## [EXTRAIT SOURCE]
Il évoque ici l’ordonnance du 06/05/2024 du Conseil d’État enjoignant l’Université Paris Dauphine - PSL Paris Sciences & Lettres d’autoriser une conférence politique, initialement interdite.

S’appuyant également sur un avis du collège de déontologie de l’enseignement supérieur et de la recherche du 29/10/2024, il analyse la place de la liberté d’expression au sein des enceintes universitaires et les contours des libertés académiques.

« En même temps que s’élargissent le nombre et les catégories de bénéficiaires de la liberté académique, son contenu tend à se dissoudre dans la liberté d’expression et revêtir l’aspect d’une sous-catégorie de cette liberté fondamentale », estime Christian-Lucien Martin.

« La spécificité de la liberté académique est liée à la démarche scientifique caractérisant le travail des enseignants et chercheurs, et elle a pour conséquence que leurs propos, dans le cadre de leurs activités, ne peuvent se confondre avec une simple opinion. Pour autant, la séparation entre la liberté d’expression de l’enseignant-chercheur dans le cadre de ses activités d’enseignement et de recherche et hors de ces missions n’est pas pour les observateurs d’une limpidité totale. »

Avec la récente décision du Conseil d'État, « la sanctuarisation avec ses règles propres fait place à l’agora avec ses règles communes ».

Christian-Lucien Martin est administrateur général de l'État. Aujourd’hui conseiller à France Universités, il s’exprime à titre personnel.


Antisémitisme : les universités scrutées

Depuis le 07/10/2023, les universités sont scrutées pour de bonnes ou de moins bonnes raisons sur leur capacité à faire barrage à ou des agissements antisémites (lettres de la ministre de l’enseignement supérieur des 09 et 27/10/2023 aux chefs d’établissement, voire d’engager des procédures disciplinaires ou pénales, à préserver dans leurs enceintes les conditions d’exercice serein de leurs missions, ou plus généralement d’éviter les troubles à l’ordre public.

## [DONNÉES FOURNIES]
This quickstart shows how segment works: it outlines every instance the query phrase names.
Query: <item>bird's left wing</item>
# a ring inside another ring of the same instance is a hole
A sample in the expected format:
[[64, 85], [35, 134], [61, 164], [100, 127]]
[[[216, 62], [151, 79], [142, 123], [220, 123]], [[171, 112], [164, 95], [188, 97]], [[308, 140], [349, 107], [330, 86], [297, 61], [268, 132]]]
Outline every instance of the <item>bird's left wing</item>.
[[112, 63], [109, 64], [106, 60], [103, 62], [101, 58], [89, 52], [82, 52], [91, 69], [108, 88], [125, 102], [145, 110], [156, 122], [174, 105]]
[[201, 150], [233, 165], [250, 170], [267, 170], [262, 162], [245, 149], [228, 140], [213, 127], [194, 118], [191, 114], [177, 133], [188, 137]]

## [QUESTION BRÈVE 1]
D'après l'extrait source, de quelle date est l'ordonnance du Conseil d'État qui y est évoquée ?
## [QUESTION BRÈVE 2]
Reproduisez fidèlement le passage de l'extrait source qui va de « Depuis le 07/10/2023, les » à « à l’ordre public. ».

## [RÉPONSE COMPLÈTE 1]
Elle date du 06/05/2024.

## [RÉPONSE COMPLÈTE 2]
Depuis le 07/10/2023, les universités sont scrutées pour de bonnes ou de moins bonnes raisons sur leur capacité à faire barrage à ou des agissements antisémites (lettres de la ministre de l’enseignement supérieur des 09 et 27/10/2023 aux chefs d’établissement, voire d’engager des procédures disciplinaires ou pénales, à préserver dans leurs enceintes les conditions d’exercice serein de leurs missions, ou plus généralement d’éviter les troubles à l’ordre public.